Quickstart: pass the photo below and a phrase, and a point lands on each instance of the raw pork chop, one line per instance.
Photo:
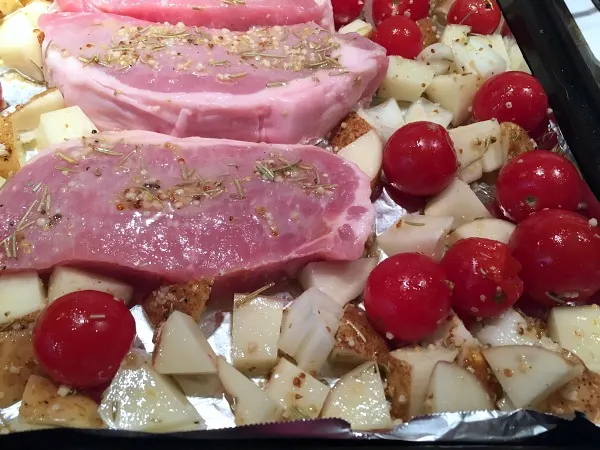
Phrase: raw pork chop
(183, 208)
(281, 84)
(237, 15)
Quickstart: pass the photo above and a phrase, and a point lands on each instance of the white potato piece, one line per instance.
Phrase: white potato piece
(255, 330)
(455, 34)
(359, 399)
(43, 404)
(343, 281)
(366, 152)
(457, 201)
(577, 329)
(299, 394)
(406, 80)
(20, 48)
(477, 56)
(494, 229)
(416, 233)
(529, 374)
(65, 280)
(27, 117)
(182, 348)
(455, 92)
(422, 362)
(251, 405)
(511, 328)
(385, 118)
(438, 56)
(141, 399)
(452, 389)
(63, 125)
(22, 298)
(358, 26)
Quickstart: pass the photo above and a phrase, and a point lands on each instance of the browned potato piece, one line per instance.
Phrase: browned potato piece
(44, 403)
(17, 364)
(517, 139)
(397, 388)
(428, 30)
(349, 130)
(189, 298)
(9, 154)
(357, 341)
(472, 359)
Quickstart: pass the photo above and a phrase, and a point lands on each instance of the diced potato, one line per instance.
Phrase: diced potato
(189, 298)
(27, 116)
(529, 374)
(299, 394)
(577, 329)
(44, 404)
(455, 93)
(19, 46)
(182, 348)
(358, 26)
(416, 233)
(406, 79)
(255, 330)
(140, 399)
(494, 229)
(17, 364)
(357, 341)
(422, 361)
(22, 297)
(65, 280)
(359, 399)
(251, 404)
(367, 153)
(308, 329)
(62, 125)
(459, 202)
(454, 389)
(342, 281)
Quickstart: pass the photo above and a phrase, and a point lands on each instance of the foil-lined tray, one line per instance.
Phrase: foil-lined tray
(473, 426)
★ ★ ★
TASK GOAL: Reproduce all the rows above verbatim, omitting the picture.

RESPONSE:
Quickstart: pass the photo below and a phrase, and a point lands on each instance of the raw pork chop, one line per instance.
Photo:
Phrase: raw pork chop
(183, 208)
(281, 84)
(237, 15)
Quickstart: pass the photo above and a phrase, and a point lands on each instance of the white potato piece, one line per instance.
Phrase: white potato piece
(255, 330)
(455, 34)
(359, 399)
(43, 404)
(343, 281)
(366, 152)
(457, 201)
(577, 329)
(299, 394)
(406, 80)
(20, 48)
(477, 56)
(494, 229)
(416, 233)
(529, 374)
(65, 280)
(27, 117)
(182, 348)
(455, 92)
(422, 362)
(251, 405)
(511, 328)
(385, 118)
(438, 56)
(141, 399)
(452, 389)
(63, 125)
(22, 298)
(358, 26)
Quickstart: pass the photo above and a phrase, and a point lands on each instance of the browned potato piece, one line per instance.
Phrase: browned potato piece
(44, 403)
(17, 364)
(517, 139)
(397, 388)
(428, 30)
(349, 130)
(189, 298)
(9, 154)
(357, 341)
(472, 359)
Quickstart: pass the photo above and a phrase, and a point lands on each instance of the diced potato, one line per instance.
Phrase: diced potato
(189, 298)
(27, 116)
(529, 374)
(299, 394)
(577, 329)
(44, 404)
(455, 93)
(19, 46)
(182, 348)
(358, 26)
(416, 233)
(406, 79)
(255, 330)
(140, 399)
(494, 229)
(17, 364)
(357, 341)
(422, 361)
(22, 297)
(65, 280)
(359, 399)
(251, 404)
(367, 153)
(308, 329)
(62, 125)
(459, 202)
(454, 389)
(342, 281)
Quickstart: pass the photo above and a phrase, and a point lands on each instance of the foil-lined tray, one line per instance.
Phrase: foil-lined tray
(473, 426)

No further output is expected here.